• _Passage to read_
* * * *
Recent Post

Blog on global warming...

Posted May 24, 2006 1:36:00 AM

Want to support at least LEARNING about global warming in Sonoma County?

Get thee to the Rialto Theater in Santa Rosa on June 9th or shortly thereafter and by buying a ticket to Al Gore's movie, An Inconvenient Truth; yes, the one about climate crisis that President Bush says he won't see, you can encourage more theaters to run the film. You might even call our Petaluma Cinema West and request they show the film in one of the 4 "art" theaters in the building. Sends a message that we ought to spend some time thinking about the future wellbeing of our planet as well as our present entertainment.

My favorite expert on global warming, scientist and New Yorker writer, Elizabeth Kolbert in her book, Field Notes from a Catastrope, and in the current online Q&A at the New Yorker site says men have known about global warming for up to 150 years but still don't know how exactly it will affect us. Already is awful for ice farmers without ice (they can't get to the fish) in Greenland and we may come to have seas a few FEET higher than they are, covering much of Florida and a fair bit of San Francisco not to mention bringing the level of water up the Petaluma River (spelled slough).

We don't even have the predictions about how our water table will likely rise by the end of our next City General Plan (20 years), but I've left a message in search of a map at the Natural Resource Defense League's D.C. office where their SF office thinks this sort of map resides. At least I'm attempting to make sense of this immense amount of new information, I tell myself.

Of course, its all speculation, not the warming but the effect of it - like when I worked at Charles Schwab as we approached the millennium and all the top attorneys (the guys I worked for) were holed up in a hotel overnight during Y2K because so much of their business is online and so many computer chips were thought to be indelibly flawed with "frozen" dating that wouldn't allow for a change to a new millennium. Even really smart people were getting all apocalyptic. I want to get real about global warming, so I need more info.
* * * *
• _Entries supplied_

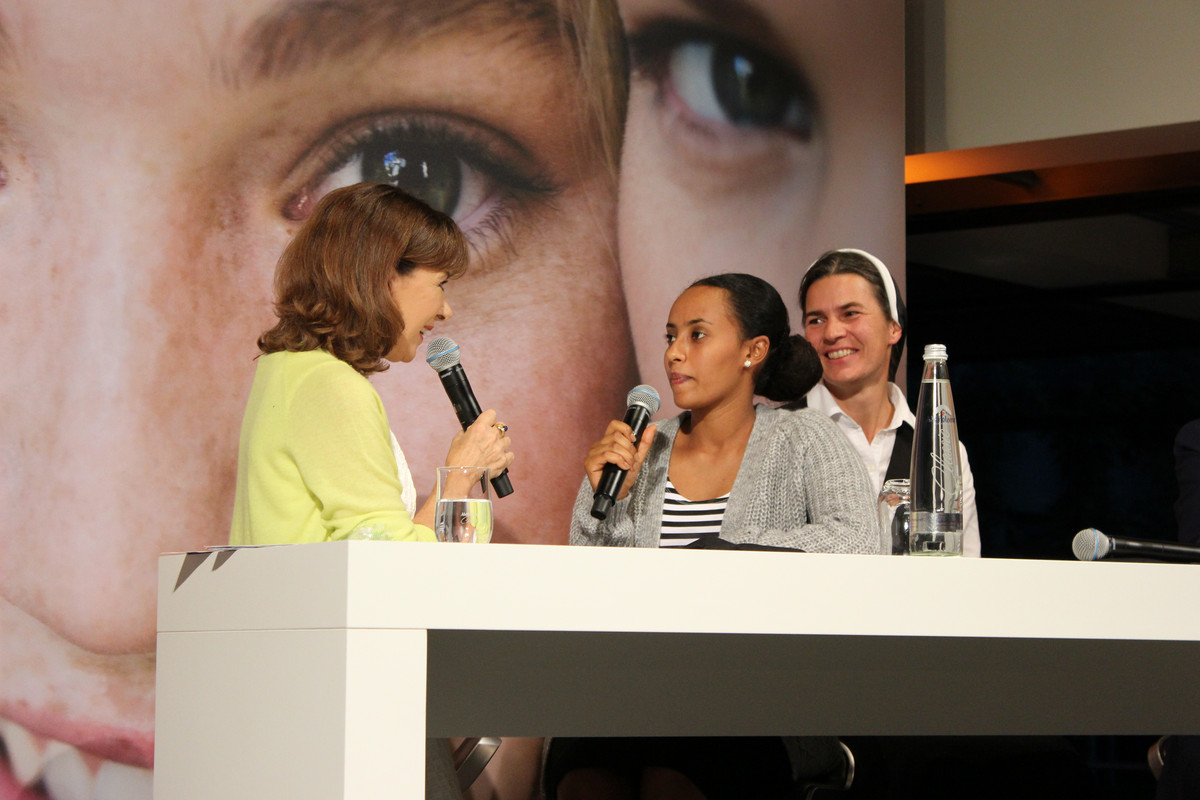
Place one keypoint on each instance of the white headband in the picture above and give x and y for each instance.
(889, 286)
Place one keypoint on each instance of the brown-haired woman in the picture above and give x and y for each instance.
(360, 284)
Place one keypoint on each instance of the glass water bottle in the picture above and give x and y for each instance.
(935, 471)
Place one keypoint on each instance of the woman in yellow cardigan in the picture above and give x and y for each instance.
(360, 286)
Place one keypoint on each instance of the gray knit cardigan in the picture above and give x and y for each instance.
(801, 485)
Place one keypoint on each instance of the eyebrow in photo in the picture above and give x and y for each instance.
(305, 34)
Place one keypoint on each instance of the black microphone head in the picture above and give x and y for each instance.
(645, 396)
(443, 353)
(1091, 545)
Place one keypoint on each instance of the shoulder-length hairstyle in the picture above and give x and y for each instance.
(333, 283)
(845, 262)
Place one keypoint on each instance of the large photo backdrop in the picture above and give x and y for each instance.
(156, 156)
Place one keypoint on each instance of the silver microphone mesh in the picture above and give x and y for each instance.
(442, 353)
(1091, 545)
(646, 397)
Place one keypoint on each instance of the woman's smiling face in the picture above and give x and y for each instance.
(155, 157)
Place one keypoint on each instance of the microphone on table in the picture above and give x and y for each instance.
(1091, 545)
(642, 403)
(443, 355)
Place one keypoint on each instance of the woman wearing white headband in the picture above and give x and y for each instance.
(856, 320)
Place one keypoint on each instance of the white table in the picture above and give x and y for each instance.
(316, 671)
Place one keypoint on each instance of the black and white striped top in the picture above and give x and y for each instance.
(685, 521)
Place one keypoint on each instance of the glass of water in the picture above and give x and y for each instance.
(465, 505)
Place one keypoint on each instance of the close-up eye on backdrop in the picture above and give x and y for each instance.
(156, 156)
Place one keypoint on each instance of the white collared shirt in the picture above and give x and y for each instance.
(877, 453)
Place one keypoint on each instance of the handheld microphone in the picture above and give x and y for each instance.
(1091, 545)
(642, 403)
(443, 355)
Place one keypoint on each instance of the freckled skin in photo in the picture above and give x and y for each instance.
(155, 158)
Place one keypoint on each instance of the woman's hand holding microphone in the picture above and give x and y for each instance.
(617, 447)
(484, 443)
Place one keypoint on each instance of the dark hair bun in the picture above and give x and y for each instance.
(791, 372)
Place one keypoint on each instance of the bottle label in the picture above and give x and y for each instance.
(945, 457)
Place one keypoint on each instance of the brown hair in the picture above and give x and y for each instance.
(595, 42)
(838, 262)
(333, 283)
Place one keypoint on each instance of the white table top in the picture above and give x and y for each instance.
(538, 639)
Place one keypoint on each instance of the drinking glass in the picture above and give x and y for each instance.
(465, 506)
(895, 506)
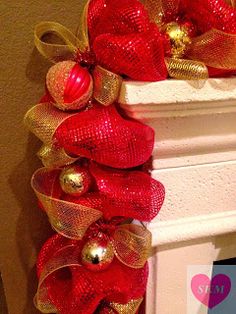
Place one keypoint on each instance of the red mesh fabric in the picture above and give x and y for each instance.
(208, 14)
(76, 290)
(101, 134)
(124, 41)
(121, 194)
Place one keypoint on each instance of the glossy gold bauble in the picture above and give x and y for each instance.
(75, 180)
(179, 38)
(97, 254)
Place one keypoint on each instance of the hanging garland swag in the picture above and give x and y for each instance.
(93, 183)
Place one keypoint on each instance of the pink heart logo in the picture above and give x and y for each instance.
(210, 292)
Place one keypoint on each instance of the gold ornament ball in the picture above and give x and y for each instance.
(97, 254)
(75, 180)
(179, 38)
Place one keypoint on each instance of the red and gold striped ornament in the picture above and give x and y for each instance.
(70, 85)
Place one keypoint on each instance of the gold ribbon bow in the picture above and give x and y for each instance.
(63, 258)
(131, 243)
(107, 85)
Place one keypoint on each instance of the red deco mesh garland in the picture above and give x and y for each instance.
(93, 185)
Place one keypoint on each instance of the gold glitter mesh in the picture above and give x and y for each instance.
(43, 120)
(58, 52)
(186, 69)
(63, 258)
(106, 86)
(132, 245)
(68, 256)
(129, 308)
(69, 219)
(215, 48)
(53, 157)
(159, 9)
(56, 80)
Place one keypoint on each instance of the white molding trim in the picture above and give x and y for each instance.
(185, 229)
(176, 98)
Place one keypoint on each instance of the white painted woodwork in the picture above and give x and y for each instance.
(195, 158)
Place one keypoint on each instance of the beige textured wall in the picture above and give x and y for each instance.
(22, 71)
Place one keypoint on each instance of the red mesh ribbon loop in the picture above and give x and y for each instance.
(67, 287)
(101, 134)
(117, 194)
(124, 41)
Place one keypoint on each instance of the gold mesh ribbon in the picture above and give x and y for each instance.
(43, 120)
(131, 243)
(129, 308)
(106, 86)
(215, 48)
(71, 43)
(69, 219)
(63, 258)
(68, 256)
(186, 69)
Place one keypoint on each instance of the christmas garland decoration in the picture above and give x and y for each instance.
(93, 183)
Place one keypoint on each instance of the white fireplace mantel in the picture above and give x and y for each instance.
(195, 158)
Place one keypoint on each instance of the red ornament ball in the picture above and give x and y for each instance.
(70, 85)
(75, 180)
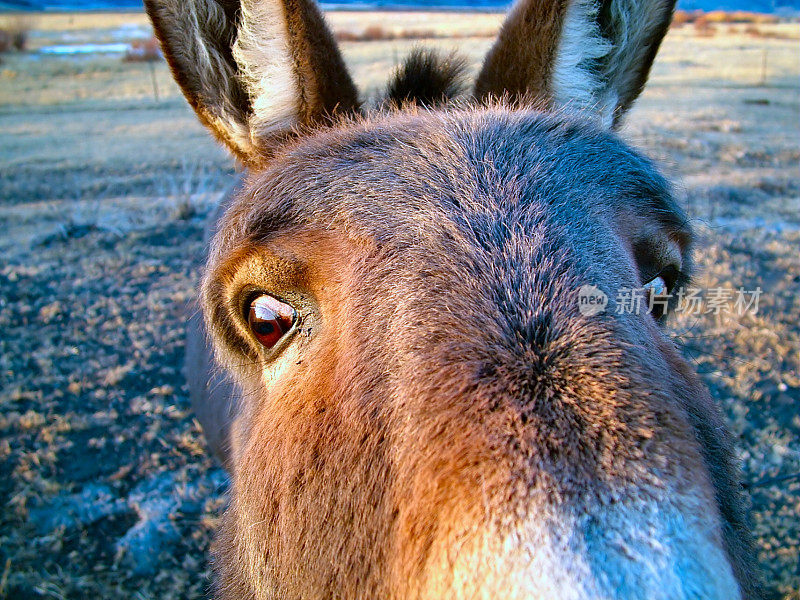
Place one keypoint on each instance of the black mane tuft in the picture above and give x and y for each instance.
(427, 79)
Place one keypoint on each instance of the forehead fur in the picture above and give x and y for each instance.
(411, 178)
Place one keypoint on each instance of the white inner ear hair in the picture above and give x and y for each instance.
(264, 56)
(577, 80)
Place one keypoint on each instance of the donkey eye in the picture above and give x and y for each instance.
(270, 319)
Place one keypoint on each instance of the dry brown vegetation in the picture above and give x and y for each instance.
(105, 488)
(682, 17)
(14, 34)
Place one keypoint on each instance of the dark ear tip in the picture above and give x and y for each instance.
(427, 78)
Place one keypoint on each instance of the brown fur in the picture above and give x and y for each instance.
(519, 63)
(442, 396)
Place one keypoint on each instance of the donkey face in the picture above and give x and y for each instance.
(421, 410)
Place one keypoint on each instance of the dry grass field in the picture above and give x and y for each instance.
(105, 489)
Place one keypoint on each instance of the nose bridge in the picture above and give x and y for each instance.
(658, 547)
(552, 457)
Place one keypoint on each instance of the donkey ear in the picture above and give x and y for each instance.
(253, 69)
(589, 54)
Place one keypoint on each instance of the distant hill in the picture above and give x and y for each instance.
(764, 6)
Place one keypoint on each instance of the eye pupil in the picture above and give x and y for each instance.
(270, 319)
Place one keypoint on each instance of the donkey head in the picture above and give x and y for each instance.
(422, 409)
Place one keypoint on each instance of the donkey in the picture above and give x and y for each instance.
(420, 408)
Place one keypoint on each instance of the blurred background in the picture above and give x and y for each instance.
(106, 178)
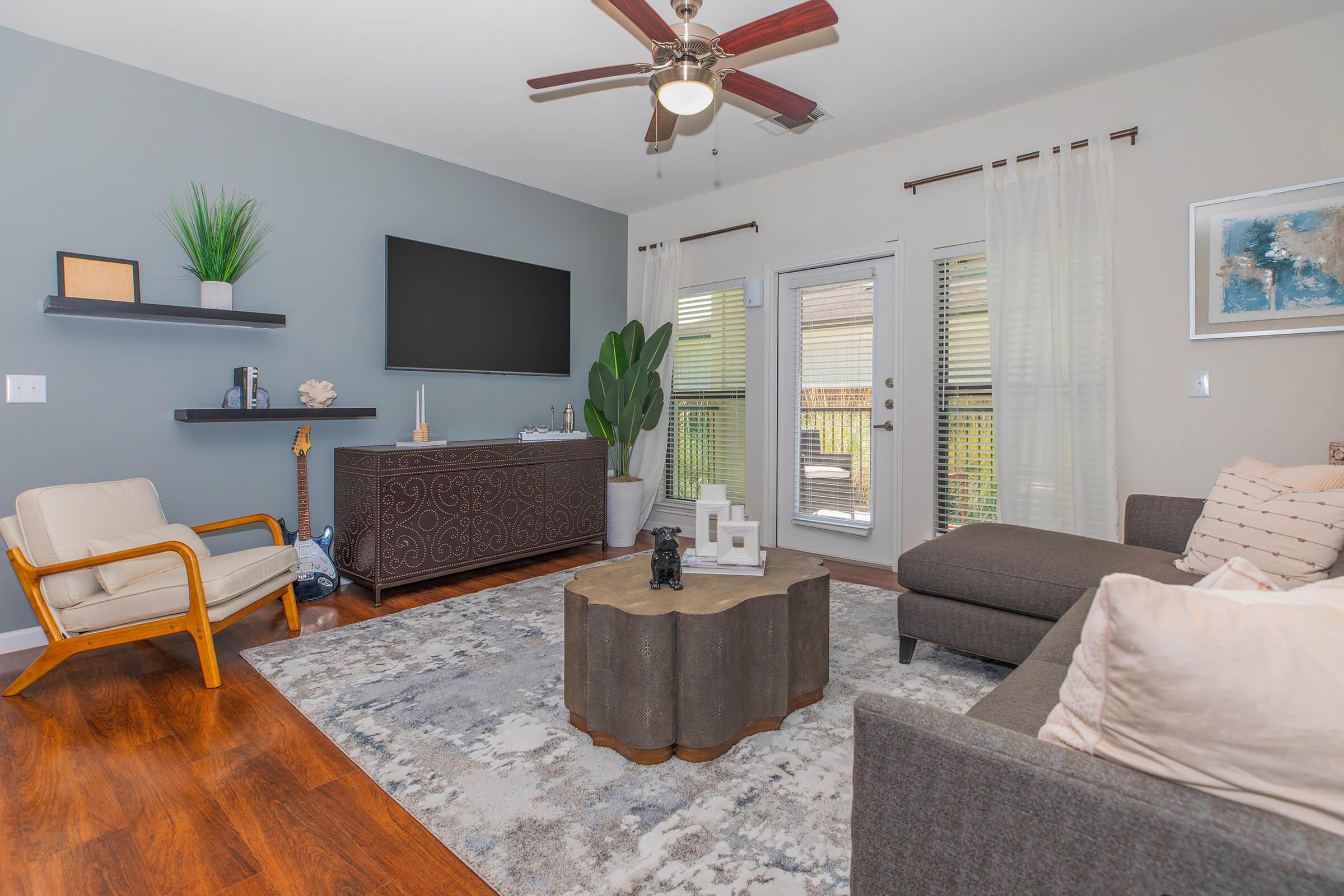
* * * *
• _Activity list_
- 1) How would you put this sentence from the global warming blog post into Spanish: "I want to get real about global warming, so I need more info."
- 2) Can you pick up the global warming blog post after its last sentence and keep it going?

• _Replies_
- 1) Quiero tomarme en serio el calentamiento global, así que necesito más información.

- 2)
In times of scary and extremely scary thoughts, I always remember my Mom's phrase, undoubtedly stolen from Anon or one of those-She'd say "the worst things that ever happened never did" and I'd relax a little.

When puzzled by technology, I ask my son, Jon, the brilliant UCSC student, former Petaluma High theater guy. Jon thinks the current top three fixes for global warming are a huge umbrella in the stratosphere that reflects the suns' rays away from earth, artificial clouds to do the same or injection of carbon dioxide under the earth's crust and the ocean. All these sound quite ominous but worst case scenario is too tough to look at; many otherwise sober scientists are talking end of the world, according to Kolbert. She asserts climate change cannot be reversed, only slowed - and we're moving in the opposite direction. And some folks believe the CIA is sending up unmarked planes with chemical streams to test the artificial cloud idea, instead dropping heavy and toxic metals on old people and those with impaired immune systems, making them ill. Whew!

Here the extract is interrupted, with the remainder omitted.